### Task requirements:
1. In the skiing forum thread, list the places that the first post names as where the poster had skied before.
2. Convert the lines of the listing into a numbered list, leaving out any blank lines.

### Text segment:
December 28, 2013--- I think this is the first time I'd ever skied anywhere besides Bristol, Swain and Hunt Hollow.
Not many photos but it was a winter wonderland.


----------



## Warp daddy




----------



## Warp daddy




----------



## Warp daddy

raisingarizona said:


> 12/26/16
> 
> View attachment 11608


Awesome shots RA ???


----------



## raisingarizona

Warp daddy said:


> Awesome shots RA ???


You too Warp, those make me want to be there.


----------



## Warp daddy

raisingarizona said:


> You too Warp, those make me want to be there.


Thanks Man !, Hope you and your daughter have a great season making memories !!!

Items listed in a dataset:
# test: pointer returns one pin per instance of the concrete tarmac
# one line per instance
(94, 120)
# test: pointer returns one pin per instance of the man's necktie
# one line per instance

### The responses:
1. Bristol, Swain, Hunt Hollow

2.
1. # test: pointer returns one pin per instance of the concrete tarmac
2. # one line per instance
3. (94, 120)
4. # test: pointer returns one pin per instance of the man's necktie
5. # one line per instance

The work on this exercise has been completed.